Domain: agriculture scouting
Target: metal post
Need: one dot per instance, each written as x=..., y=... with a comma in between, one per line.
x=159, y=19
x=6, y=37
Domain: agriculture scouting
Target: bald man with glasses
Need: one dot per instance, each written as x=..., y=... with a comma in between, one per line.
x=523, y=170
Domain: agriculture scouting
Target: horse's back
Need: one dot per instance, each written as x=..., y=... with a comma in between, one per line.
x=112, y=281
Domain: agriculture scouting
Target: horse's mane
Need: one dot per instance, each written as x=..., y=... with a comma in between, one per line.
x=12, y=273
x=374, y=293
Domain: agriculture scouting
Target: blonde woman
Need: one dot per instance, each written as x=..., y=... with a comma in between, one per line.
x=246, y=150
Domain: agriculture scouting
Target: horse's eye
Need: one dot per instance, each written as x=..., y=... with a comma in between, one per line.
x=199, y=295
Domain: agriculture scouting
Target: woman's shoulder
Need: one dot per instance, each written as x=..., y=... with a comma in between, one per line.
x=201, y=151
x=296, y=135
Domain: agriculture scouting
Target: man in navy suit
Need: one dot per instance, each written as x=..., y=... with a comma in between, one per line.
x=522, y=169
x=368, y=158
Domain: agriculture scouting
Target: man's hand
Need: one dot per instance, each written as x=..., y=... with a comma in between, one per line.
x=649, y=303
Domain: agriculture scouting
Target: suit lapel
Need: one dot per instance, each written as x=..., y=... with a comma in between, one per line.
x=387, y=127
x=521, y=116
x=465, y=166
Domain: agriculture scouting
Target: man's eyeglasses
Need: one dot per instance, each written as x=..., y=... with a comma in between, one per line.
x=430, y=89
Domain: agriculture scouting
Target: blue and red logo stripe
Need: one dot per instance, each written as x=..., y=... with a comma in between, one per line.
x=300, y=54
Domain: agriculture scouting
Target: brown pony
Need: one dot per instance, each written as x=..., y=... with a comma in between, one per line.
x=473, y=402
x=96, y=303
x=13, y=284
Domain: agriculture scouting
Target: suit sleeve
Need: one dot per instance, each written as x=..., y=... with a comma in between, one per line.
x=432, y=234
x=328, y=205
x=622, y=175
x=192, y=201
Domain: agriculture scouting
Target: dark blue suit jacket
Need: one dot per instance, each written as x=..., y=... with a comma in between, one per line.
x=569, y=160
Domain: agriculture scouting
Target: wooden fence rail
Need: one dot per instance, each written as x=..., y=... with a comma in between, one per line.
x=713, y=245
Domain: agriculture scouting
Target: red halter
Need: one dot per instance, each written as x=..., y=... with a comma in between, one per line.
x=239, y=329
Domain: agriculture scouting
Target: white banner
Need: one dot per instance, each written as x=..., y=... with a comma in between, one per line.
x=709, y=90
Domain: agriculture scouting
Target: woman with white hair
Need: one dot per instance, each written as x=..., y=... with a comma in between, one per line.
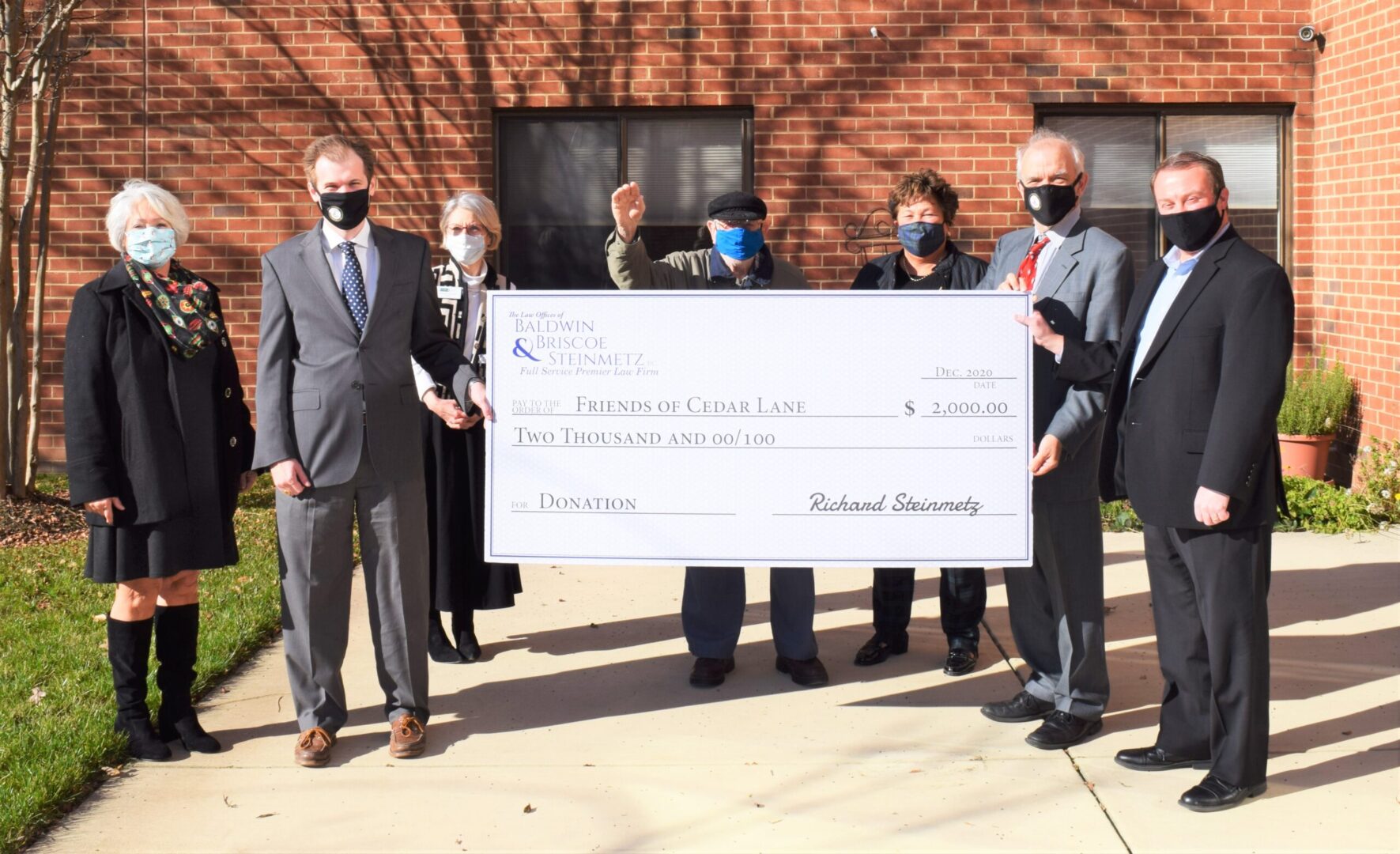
x=159, y=445
x=454, y=441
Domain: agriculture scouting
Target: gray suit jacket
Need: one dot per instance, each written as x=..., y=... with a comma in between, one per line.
x=1084, y=294
x=321, y=385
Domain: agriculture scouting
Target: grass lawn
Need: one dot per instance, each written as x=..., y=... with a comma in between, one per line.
x=55, y=682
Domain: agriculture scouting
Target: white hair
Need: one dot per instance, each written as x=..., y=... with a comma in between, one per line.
x=1045, y=134
x=482, y=209
x=161, y=203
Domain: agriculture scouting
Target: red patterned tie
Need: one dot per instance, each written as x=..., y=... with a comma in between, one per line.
x=1027, y=274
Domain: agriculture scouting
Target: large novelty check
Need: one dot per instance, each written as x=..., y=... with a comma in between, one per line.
x=759, y=429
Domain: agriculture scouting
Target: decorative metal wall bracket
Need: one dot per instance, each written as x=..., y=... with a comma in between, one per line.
x=875, y=232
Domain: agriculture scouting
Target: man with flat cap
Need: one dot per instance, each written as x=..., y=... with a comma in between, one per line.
x=711, y=608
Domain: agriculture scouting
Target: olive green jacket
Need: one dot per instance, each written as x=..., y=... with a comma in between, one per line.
x=633, y=269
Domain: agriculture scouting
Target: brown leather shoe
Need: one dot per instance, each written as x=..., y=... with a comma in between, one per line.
x=406, y=737
x=314, y=748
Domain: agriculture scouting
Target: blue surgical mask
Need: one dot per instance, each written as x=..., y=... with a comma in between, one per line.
x=738, y=244
x=150, y=247
x=922, y=238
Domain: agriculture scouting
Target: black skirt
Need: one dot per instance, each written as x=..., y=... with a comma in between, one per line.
x=455, y=474
x=202, y=539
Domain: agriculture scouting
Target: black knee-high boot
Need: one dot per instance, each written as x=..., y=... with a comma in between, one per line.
x=177, y=639
x=440, y=646
x=464, y=626
x=128, y=648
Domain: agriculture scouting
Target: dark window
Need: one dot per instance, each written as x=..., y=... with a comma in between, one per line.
x=1124, y=146
x=557, y=170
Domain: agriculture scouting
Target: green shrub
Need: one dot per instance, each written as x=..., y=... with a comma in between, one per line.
x=1119, y=516
x=1315, y=399
x=1323, y=508
x=1381, y=481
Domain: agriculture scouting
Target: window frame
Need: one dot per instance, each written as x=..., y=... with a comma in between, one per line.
x=1283, y=112
x=621, y=114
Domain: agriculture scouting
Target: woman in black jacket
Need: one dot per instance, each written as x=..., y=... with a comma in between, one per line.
x=159, y=447
x=454, y=441
x=923, y=206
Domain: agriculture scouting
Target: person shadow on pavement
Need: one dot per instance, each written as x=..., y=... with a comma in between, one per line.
x=1302, y=667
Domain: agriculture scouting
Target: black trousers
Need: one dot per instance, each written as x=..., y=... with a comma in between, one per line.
x=962, y=599
x=1210, y=605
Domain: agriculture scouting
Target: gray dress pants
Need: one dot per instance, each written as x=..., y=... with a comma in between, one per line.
x=314, y=536
x=1057, y=608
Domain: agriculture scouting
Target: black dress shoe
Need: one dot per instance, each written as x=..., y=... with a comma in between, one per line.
x=808, y=672
x=1018, y=710
x=878, y=648
x=1157, y=759
x=468, y=647
x=1214, y=794
x=709, y=672
x=440, y=648
x=960, y=661
x=1062, y=730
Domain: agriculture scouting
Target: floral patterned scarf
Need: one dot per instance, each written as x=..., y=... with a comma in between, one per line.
x=183, y=304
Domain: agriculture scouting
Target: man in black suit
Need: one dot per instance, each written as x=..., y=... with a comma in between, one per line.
x=1194, y=390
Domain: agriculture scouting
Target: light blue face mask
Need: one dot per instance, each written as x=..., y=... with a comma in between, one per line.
x=738, y=244
x=150, y=247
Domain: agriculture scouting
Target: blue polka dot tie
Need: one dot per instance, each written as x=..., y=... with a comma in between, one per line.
x=352, y=285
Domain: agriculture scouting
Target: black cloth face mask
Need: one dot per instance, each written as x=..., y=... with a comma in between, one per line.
x=1051, y=202
x=1191, y=230
x=346, y=210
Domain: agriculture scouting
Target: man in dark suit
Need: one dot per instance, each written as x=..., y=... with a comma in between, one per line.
x=342, y=304
x=1081, y=279
x=1194, y=390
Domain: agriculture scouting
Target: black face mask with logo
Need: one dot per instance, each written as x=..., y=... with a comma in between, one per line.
x=1051, y=202
x=1191, y=230
x=346, y=210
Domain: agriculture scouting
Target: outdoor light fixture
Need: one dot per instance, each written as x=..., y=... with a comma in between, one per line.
x=1311, y=34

Task brief
Return the lines above exactly; the images are not part of the copy.

Response to the task
Domain: agriculture scouting
Target: metal post
Need: one dot per instance, each written as x=..., y=... with a comma in between, one per line.
x=159, y=19
x=6, y=37
Domain: agriculture scouting
Target: bald man with glasses
Need: one dot per instance, each written as x=..., y=... with a comma in between, one per line.
x=523, y=170
Domain: agriculture scouting
Target: horse's back
Need: one dot per instance, each written as x=..., y=... with a comma in between, one per line.
x=112, y=281
Domain: agriculture scouting
Target: horse's mane
Need: one dot per instance, each written as x=..., y=... with a comma in between, one per line.
x=12, y=273
x=374, y=293
Domain: agriculture scouting
Target: blonde woman
Need: one dot per instance, each written as x=..., y=... with a comma in between, one per line.
x=246, y=150
Domain: agriculture scouting
Target: horse's eye
Need: one dot per instance, each written as x=..., y=... with a comma in between, one per line.
x=199, y=295
Domain: agriculture scouting
Target: woman's shoulder
Need: one dot per instance, each written as x=..., y=... with a comma in between, one per line.
x=201, y=151
x=296, y=135
Domain: agriculture scouting
Target: man in navy suit
Need: one dot per instance, each written as x=..., y=... with a comma in between, one per line.
x=522, y=169
x=368, y=158
Domain: agriculture scouting
Target: man's hand
Need: one dot per instance, each written as x=..., y=... with a comma in between, one per line.
x=649, y=303
Domain: agriculture scouting
Target: suit lapel
Need: one dot per instance, each written as x=..., y=... with a comma in between, one per line.
x=387, y=127
x=521, y=116
x=465, y=166
Domain: agriculture scouting
Target: man's eyeglasses
Need: one dot per instance, each written as x=..., y=... with a comma in between, one per line.
x=430, y=89
Domain: agriculture scouting
Target: blue and red logo stripe
Need: one dot per instance, each written as x=..., y=... with a comma in between, one per line.
x=300, y=54
Domain: agriculture scouting
Target: brown pony
Need: one dot per instance, each written as x=..., y=... with a comma in between, one per line.
x=473, y=402
x=96, y=303
x=13, y=284
Domain: agriculture scouting
Target: suit sleeve
Need: one dot per instance, each written as x=..., y=... with a comma in between, one per line.
x=432, y=234
x=328, y=205
x=622, y=175
x=192, y=201
Domain: agriculture scouting
Target: dark blue suit jacket
Need: one dot per instance, each written as x=..., y=... with a comma in between, one per line.
x=569, y=160
Domain: agriculture scouting
Target: wooden fence rail
Need: one dot per instance, each written as x=..., y=... with a comma in between, one per line.
x=713, y=245
Domain: agriculture scouting
Target: red halter
Need: one dot per instance, each written as x=..., y=... with a comma in between, one per line.
x=239, y=329
Domain: agriculture scouting
Target: white banner
Need: one dot per instance, each written as x=..., y=... with a comma in between, one per line.
x=709, y=90
Domain: agriculture scouting
Target: woman with white hair
Need: one dot per instance, each written as x=..., y=... with a comma in between, one per line.
x=159, y=445
x=454, y=441
Domain: agriculture scouting
Target: gray suit jacket
Need: one dot per instance, each written as x=..., y=... with a comma in between, one per line.
x=1084, y=294
x=321, y=385
Domain: agriculture scouting
Target: grass lawn
Need: one dot per instance, each written as x=..., y=... with a comma in between, one per line.
x=55, y=682
Domain: agriculture scouting
Target: white hair
Need: one dot per instance, each written as x=..., y=... with a comma in between, one per line.
x=1045, y=134
x=482, y=209
x=161, y=203
Domain: agriculture scouting
Target: red patterned tie
Need: one dot per instance, each written as x=..., y=... with a comma in between, one per line.
x=1027, y=274
Domain: agriculture scouting
Target: large novelty check
Need: one dot per instance, each written as x=..., y=... with a comma in between, one per line.
x=759, y=429
Domain: agriculture scouting
Target: decorative metal wall bracket
Need: one dot per instance, each written as x=..., y=... with a comma in between, one per line.
x=875, y=232
Domain: agriculture scouting
Target: man with flat cap
Need: one dot per instance, each written as x=..., y=... with a comma in between, one per line.
x=711, y=608
Domain: agriculture scouting
Target: olive green jacket
Need: one dot per instance, each written as x=..., y=... with a comma in between, one per line.
x=633, y=269
Domain: agriculture scouting
Target: brown leather shoe
Need: one dot per instance, each written as x=..., y=... with a comma in between, one per line.
x=406, y=737
x=314, y=748
Domain: agriculture scouting
Target: blue surgical mask
Need: one dot per instance, each written as x=..., y=... with a comma in between, one per line.
x=738, y=244
x=150, y=247
x=922, y=238
Domain: agriculture scouting
Target: black skirt
Need: one dot per instance, each written as x=..., y=... with a comma in between, one per line.
x=455, y=474
x=202, y=539
Domain: agriculture scouting
Target: black knee-high boot
Need: one dot per instance, each written as x=..., y=... with a comma in between, one per line.
x=177, y=639
x=440, y=646
x=464, y=626
x=128, y=648
Domain: agriculture scouting
Target: dark window
Need: one dot per instance, each written as x=..., y=... with a comma in between, one per line.
x=1124, y=146
x=557, y=170
Domain: agriculture scouting
Target: green shrub
Need: one dot per instance, each written as x=..., y=... with a comma in between, one per line.
x=1119, y=516
x=1315, y=399
x=1323, y=508
x=1381, y=481
Domain: agriculture scouting
Target: window frame
Need: one dot per instance, each written as x=..., y=... with a comma in between, one per line.
x=1283, y=112
x=621, y=114
Domain: agriculture scouting
Target: woman in black jacket
Need: one dot per instance, each written as x=..., y=... with a comma in between, one per line.
x=159, y=447
x=454, y=441
x=923, y=206
Domain: agriculture scouting
Target: person shadow on pavement
Need: one dot per instance, each written as x=..., y=... with a comma in between, one per line.
x=1302, y=667
Domain: agriculture scouting
Target: black trousers
Need: one dot per instance, each written as x=..., y=... with a comma in between, one per line.
x=962, y=599
x=1210, y=605
Domain: agriculture scouting
Target: gray dress pants
Need: one dot per instance, each written as x=..., y=... with a comma in between, one per line.
x=314, y=536
x=1057, y=608
Domain: agriculture scouting
Target: black dress shoe
Need: one dot per instance, each written as x=..., y=... with a comma in between, one per line.
x=808, y=672
x=1018, y=710
x=878, y=648
x=1157, y=759
x=468, y=647
x=1214, y=794
x=709, y=672
x=440, y=648
x=960, y=661
x=1062, y=730
Domain: agriculture scouting
Target: floral patterned scarf
Need: one dot per instance, each written as x=..., y=... with a comma in between, one per line.
x=183, y=304
Domain: agriculture scouting
Target: man in black suit
Need: one dot per instance, each written as x=..., y=... with a comma in between, one per line.
x=1194, y=390
Domain: agriculture scouting
Target: light blue face mask
Need: one dot per instance, each written as x=..., y=... with a comma in between, one per line.
x=738, y=244
x=150, y=247
Domain: agriculture scouting
Target: blue polka dot tie
Need: one dot per instance, each written as x=..., y=... with a comma in between, one per line.
x=352, y=285
Domain: agriculture scouting
Target: black cloth face mask
Need: one dot per instance, each written as x=..., y=... with a comma in between, one per line.
x=1051, y=202
x=1191, y=230
x=346, y=210
Domain: agriculture scouting
Target: man in dark suit
Need: one dot per instance, each written as x=..., y=... with a comma in between, one per line.
x=342, y=304
x=1081, y=279
x=1194, y=390
Domain: agriculture scouting
Target: black face mask with logo
Need: one dot per instance, each written as x=..., y=... with a comma in between, one per line.
x=1051, y=202
x=1191, y=230
x=346, y=210
Domain: agriculture scouting
Target: outdoor light fixture
Need: one dot per instance, each written as x=..., y=... with a comma in between, one per line.
x=1311, y=34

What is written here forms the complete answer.